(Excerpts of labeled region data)

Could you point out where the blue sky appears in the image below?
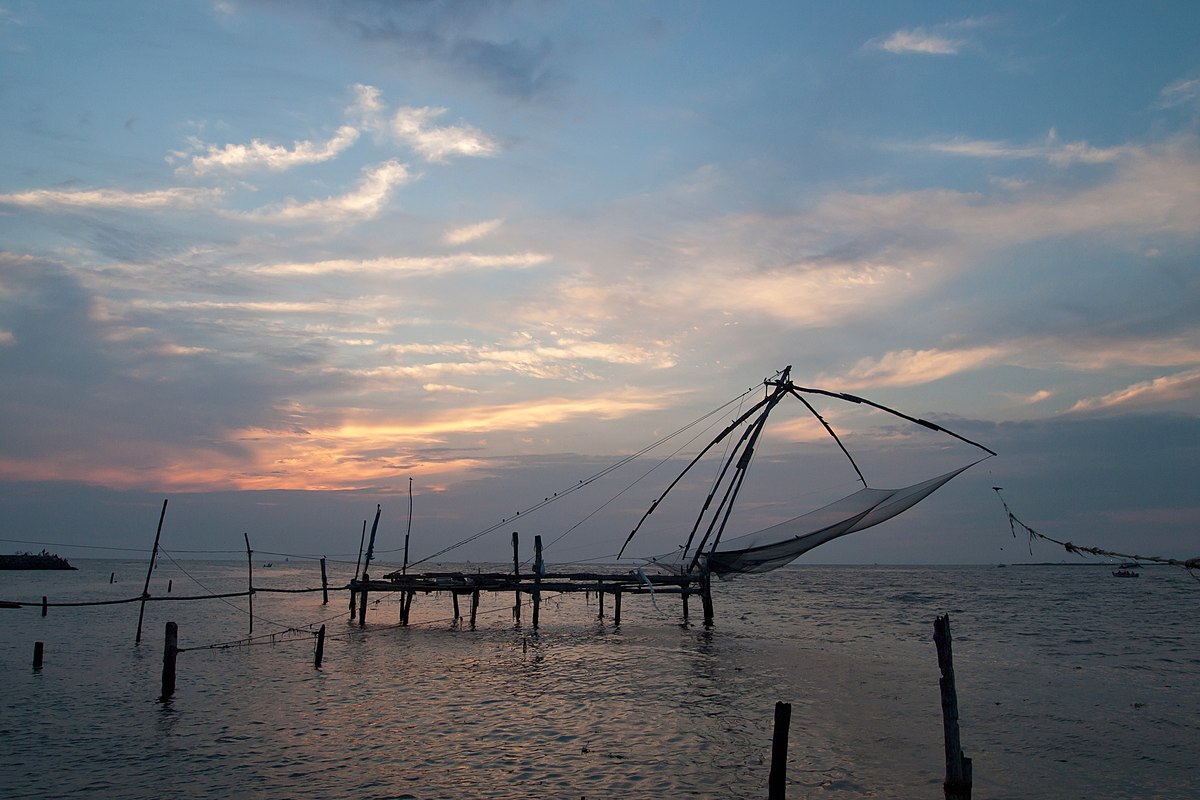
[0,0,1200,563]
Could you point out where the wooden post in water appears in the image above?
[359,503,383,627]
[700,567,713,627]
[135,498,167,644]
[533,534,546,631]
[512,530,521,624]
[241,531,254,639]
[312,623,325,669]
[767,703,792,800]
[158,622,179,700]
[934,614,971,800]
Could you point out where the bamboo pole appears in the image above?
[241,531,254,638]
[767,703,792,800]
[533,534,546,631]
[158,622,179,700]
[934,614,971,800]
[135,498,167,644]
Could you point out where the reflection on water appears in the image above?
[0,561,1200,799]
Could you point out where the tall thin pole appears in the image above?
[400,479,413,575]
[133,498,167,644]
[241,531,254,638]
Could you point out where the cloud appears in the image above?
[230,161,413,223]
[911,128,1140,167]
[832,347,1008,390]
[442,219,504,245]
[176,125,359,175]
[247,253,550,276]
[1154,78,1200,109]
[1070,368,1200,411]
[876,28,964,55]
[0,188,222,211]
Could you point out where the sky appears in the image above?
[0,0,1200,564]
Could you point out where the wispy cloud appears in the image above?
[352,84,499,163]
[0,187,222,211]
[1070,369,1200,411]
[229,161,413,223]
[905,128,1140,167]
[442,219,504,245]
[176,125,359,175]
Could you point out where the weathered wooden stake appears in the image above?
[241,531,254,638]
[512,530,521,624]
[700,569,713,627]
[312,623,325,669]
[533,535,546,631]
[136,498,167,644]
[158,622,179,700]
[934,614,971,800]
[767,703,792,800]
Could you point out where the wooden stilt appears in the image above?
[312,623,325,669]
[767,703,792,800]
[158,622,179,700]
[136,498,167,644]
[934,614,971,800]
[533,535,546,631]
[320,555,329,606]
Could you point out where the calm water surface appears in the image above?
[0,560,1200,800]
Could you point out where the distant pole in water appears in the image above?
[400,479,413,575]
[767,703,792,800]
[241,531,254,638]
[133,498,167,644]
[934,614,971,800]
[158,622,179,700]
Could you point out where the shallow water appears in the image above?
[0,560,1200,800]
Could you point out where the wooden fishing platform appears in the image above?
[348,536,713,630]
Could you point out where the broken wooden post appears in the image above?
[136,498,167,644]
[320,555,329,606]
[241,531,254,639]
[934,614,971,800]
[158,622,179,700]
[512,530,521,622]
[533,535,546,631]
[767,703,792,800]
[700,567,713,627]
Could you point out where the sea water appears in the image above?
[0,560,1200,800]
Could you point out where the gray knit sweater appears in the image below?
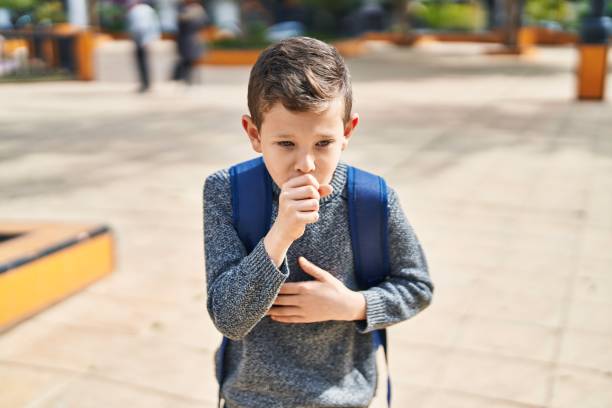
[204,162,433,408]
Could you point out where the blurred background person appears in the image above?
[172,0,208,85]
[127,0,160,93]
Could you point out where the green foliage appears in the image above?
[0,0,66,24]
[0,0,40,13]
[409,1,486,31]
[525,0,577,28]
[34,0,66,23]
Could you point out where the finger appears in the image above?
[296,211,320,224]
[319,184,334,198]
[292,198,319,211]
[284,185,321,200]
[278,282,303,295]
[274,295,300,306]
[281,174,319,190]
[272,316,308,323]
[298,256,329,281]
[267,306,302,316]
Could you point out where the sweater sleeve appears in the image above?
[356,187,434,333]
[204,170,289,340]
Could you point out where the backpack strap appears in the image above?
[217,157,272,406]
[347,166,391,406]
[229,157,272,253]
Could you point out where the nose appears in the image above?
[295,153,315,173]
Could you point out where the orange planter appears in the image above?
[577,44,608,100]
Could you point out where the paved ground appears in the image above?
[0,44,612,408]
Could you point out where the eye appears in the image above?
[317,140,334,147]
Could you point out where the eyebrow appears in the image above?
[272,133,334,139]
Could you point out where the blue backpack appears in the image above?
[217,157,391,406]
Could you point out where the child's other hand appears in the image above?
[272,174,333,242]
[266,257,366,323]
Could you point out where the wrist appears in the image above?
[351,291,367,320]
[264,225,292,268]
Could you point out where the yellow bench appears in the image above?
[0,222,114,332]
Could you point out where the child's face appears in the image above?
[242,97,359,187]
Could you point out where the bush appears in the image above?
[409,1,486,31]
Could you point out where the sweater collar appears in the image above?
[272,161,347,204]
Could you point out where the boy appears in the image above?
[204,37,433,408]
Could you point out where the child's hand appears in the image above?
[266,257,366,323]
[273,174,333,242]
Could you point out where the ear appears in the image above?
[242,115,261,153]
[342,113,359,150]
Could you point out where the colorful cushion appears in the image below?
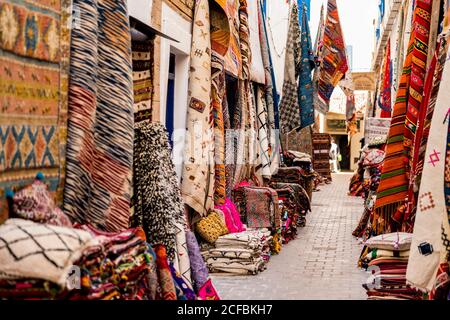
[216,198,245,233]
[196,212,229,243]
[9,175,72,227]
[198,279,220,300]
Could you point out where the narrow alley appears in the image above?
[213,173,368,300]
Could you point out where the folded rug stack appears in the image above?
[361,232,422,300]
[202,229,272,275]
[0,219,195,300]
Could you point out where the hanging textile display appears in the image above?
[298,6,316,129]
[210,1,230,205]
[258,0,280,174]
[373,0,431,233]
[378,40,392,118]
[131,39,154,126]
[255,86,272,179]
[131,123,184,260]
[405,38,446,231]
[247,0,266,84]
[210,0,231,205]
[211,55,226,206]
[64,0,134,232]
[313,5,328,114]
[406,35,450,291]
[173,220,194,290]
[0,0,70,222]
[239,0,262,182]
[181,0,214,216]
[280,2,301,133]
[318,0,349,111]
[404,0,432,170]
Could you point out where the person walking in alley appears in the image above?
[330,138,341,173]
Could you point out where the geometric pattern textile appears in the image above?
[64,0,134,232]
[0,219,94,287]
[0,0,70,221]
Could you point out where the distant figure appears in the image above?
[330,138,341,173]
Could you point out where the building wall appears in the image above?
[158,3,192,178]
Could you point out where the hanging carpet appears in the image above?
[64,0,134,232]
[0,0,70,222]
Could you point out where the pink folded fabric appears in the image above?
[215,198,245,233]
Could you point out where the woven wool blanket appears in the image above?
[0,219,94,288]
[318,0,348,111]
[181,0,215,216]
[298,6,316,128]
[130,123,184,260]
[280,2,301,133]
[0,0,71,222]
[64,0,134,231]
[406,30,450,291]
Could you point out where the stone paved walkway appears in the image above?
[212,173,368,300]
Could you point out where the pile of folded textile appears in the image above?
[202,229,272,275]
[0,219,195,300]
[360,232,422,300]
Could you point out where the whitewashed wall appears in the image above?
[128,0,153,25]
[267,0,290,94]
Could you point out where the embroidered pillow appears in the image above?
[12,175,72,227]
[365,232,412,251]
[216,198,245,233]
[198,279,220,300]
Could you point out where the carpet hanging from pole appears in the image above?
[64,0,134,232]
[0,0,71,222]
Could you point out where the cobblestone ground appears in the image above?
[212,173,368,300]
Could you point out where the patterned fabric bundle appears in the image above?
[298,6,316,128]
[378,40,392,118]
[216,198,245,233]
[0,0,70,222]
[181,0,214,216]
[202,229,272,275]
[280,2,306,133]
[131,39,154,126]
[70,225,162,300]
[271,167,311,208]
[407,34,450,291]
[169,263,196,300]
[270,182,311,216]
[234,186,280,228]
[172,221,193,294]
[154,245,177,300]
[0,219,164,300]
[64,0,134,231]
[11,178,72,228]
[374,0,431,230]
[0,219,95,288]
[258,1,280,174]
[318,0,348,111]
[131,123,184,260]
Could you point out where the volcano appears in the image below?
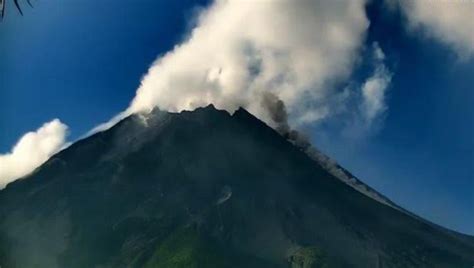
[0,106,474,268]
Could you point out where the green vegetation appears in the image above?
[145,228,230,268]
[288,247,329,268]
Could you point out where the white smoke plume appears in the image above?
[392,0,474,58]
[124,0,369,130]
[361,43,392,127]
[0,119,68,189]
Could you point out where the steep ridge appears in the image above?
[0,106,474,268]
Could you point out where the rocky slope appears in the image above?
[0,106,474,268]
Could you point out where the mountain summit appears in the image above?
[0,106,474,268]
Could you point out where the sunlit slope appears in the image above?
[0,107,474,268]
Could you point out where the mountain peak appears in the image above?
[0,105,474,268]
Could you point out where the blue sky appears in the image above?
[0,0,474,234]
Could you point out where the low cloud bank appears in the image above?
[0,119,68,189]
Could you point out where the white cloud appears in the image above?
[399,0,474,58]
[0,119,67,189]
[361,43,392,127]
[122,0,369,130]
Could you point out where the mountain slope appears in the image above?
[0,106,474,268]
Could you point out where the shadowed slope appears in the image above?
[0,106,474,268]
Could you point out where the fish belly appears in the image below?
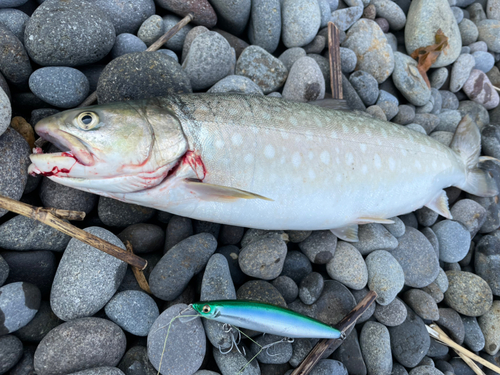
[137,96,465,230]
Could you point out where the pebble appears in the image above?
[405,0,462,68]
[238,238,287,280]
[474,235,500,296]
[478,301,500,355]
[111,33,148,59]
[463,69,500,109]
[330,0,363,31]
[97,52,192,104]
[50,227,127,321]
[236,46,288,94]
[373,297,408,327]
[149,233,217,301]
[248,0,281,53]
[359,322,392,374]
[389,309,430,368]
[444,271,493,316]
[365,250,405,306]
[450,53,476,92]
[0,129,29,217]
[29,66,89,108]
[472,51,495,73]
[342,19,394,83]
[326,241,368,290]
[432,220,471,263]
[0,335,23,374]
[352,223,398,255]
[476,20,500,53]
[0,24,33,88]
[349,70,379,106]
[0,215,71,251]
[391,227,439,288]
[403,289,439,320]
[2,251,57,297]
[392,52,431,106]
[34,317,127,375]
[104,290,160,336]
[436,308,465,345]
[458,18,479,46]
[283,56,325,102]
[299,272,324,305]
[24,0,116,67]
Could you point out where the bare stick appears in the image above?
[78,13,194,107]
[125,241,151,294]
[425,324,500,374]
[328,22,344,99]
[291,291,377,375]
[0,195,148,270]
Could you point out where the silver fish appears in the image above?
[30,94,498,241]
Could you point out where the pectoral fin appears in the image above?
[184,179,272,202]
[330,224,359,242]
[425,190,453,219]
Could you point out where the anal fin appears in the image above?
[425,190,453,219]
[330,224,359,242]
[184,179,272,202]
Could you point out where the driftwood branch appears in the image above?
[328,22,344,99]
[0,195,148,270]
[291,291,377,375]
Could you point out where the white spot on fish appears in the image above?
[373,154,382,169]
[389,157,396,171]
[319,151,330,165]
[264,145,274,159]
[231,133,243,146]
[292,152,302,167]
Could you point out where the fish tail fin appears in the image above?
[450,115,498,197]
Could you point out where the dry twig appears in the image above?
[291,291,377,375]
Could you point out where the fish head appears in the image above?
[29,101,187,194]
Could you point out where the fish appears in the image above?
[29,94,498,242]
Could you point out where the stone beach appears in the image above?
[0,0,500,375]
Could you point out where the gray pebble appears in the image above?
[444,271,493,316]
[35,318,127,375]
[104,290,160,336]
[342,19,394,83]
[236,46,288,94]
[283,56,325,102]
[365,250,405,305]
[373,297,408,327]
[0,129,29,217]
[111,33,148,59]
[359,322,392,374]
[248,0,281,53]
[326,241,368,290]
[137,14,165,47]
[352,223,398,255]
[389,309,430,368]
[349,70,379,106]
[182,31,232,90]
[299,230,337,264]
[29,66,89,108]
[97,52,192,104]
[403,289,439,320]
[281,0,321,48]
[149,233,217,301]
[50,227,127,320]
[24,0,116,66]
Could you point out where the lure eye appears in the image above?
[76,111,99,130]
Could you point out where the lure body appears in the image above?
[191,300,341,339]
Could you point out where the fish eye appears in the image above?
[76,111,99,130]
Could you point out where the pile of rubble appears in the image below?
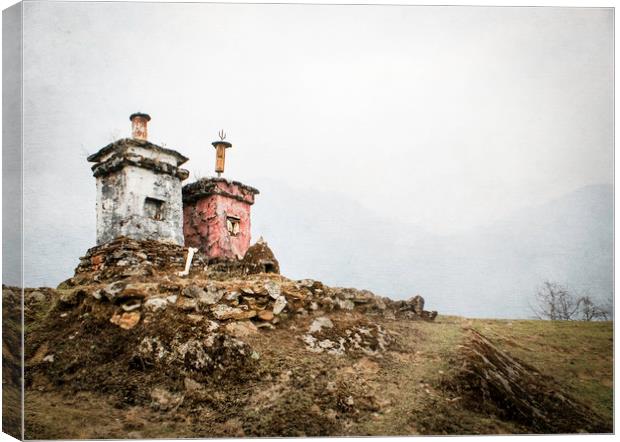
[58,238,437,334]
[302,316,392,357]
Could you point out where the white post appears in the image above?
[179,247,198,276]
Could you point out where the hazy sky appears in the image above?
[17,2,613,286]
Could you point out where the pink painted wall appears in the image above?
[183,182,254,259]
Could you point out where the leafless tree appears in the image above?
[532,281,581,321]
[530,281,612,321]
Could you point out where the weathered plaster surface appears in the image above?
[93,143,185,245]
[183,178,258,259]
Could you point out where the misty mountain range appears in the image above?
[252,180,613,318]
[18,179,613,318]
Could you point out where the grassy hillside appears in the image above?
[470,320,613,420]
[20,282,613,439]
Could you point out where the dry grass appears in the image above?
[472,319,613,419]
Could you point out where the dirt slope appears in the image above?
[12,238,612,439]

THE PROBLEM: Copy out, word for word, the lines from the line with "Could you point out where the child's other" to the line with "[342,113,359,150]", including both of those lines.

RESULT OF THE EXERCISE:
Could you point out where the child's other hand appears in the image above?
[272,174,333,242]
[266,257,366,323]
Could you point out where the wrist appears in the image above?
[351,291,367,320]
[264,225,292,268]
Could you point out where the yellow bench appears in the image above?
[0,222,114,332]
Could you point out where the child's face appears in the image above?
[242,97,359,187]
Could you point out where the bush appears in the image above?
[409,1,486,31]
Could you point out where the sweater collar appears in the image above?
[272,161,347,204]
Could you point out where the boy appears in the image above?
[204,37,433,408]
Could you point out where the child's hand appears in the image above?
[266,257,366,323]
[273,174,333,242]
Could you point out where the ear appears in the image above?
[242,115,261,153]
[342,113,359,150]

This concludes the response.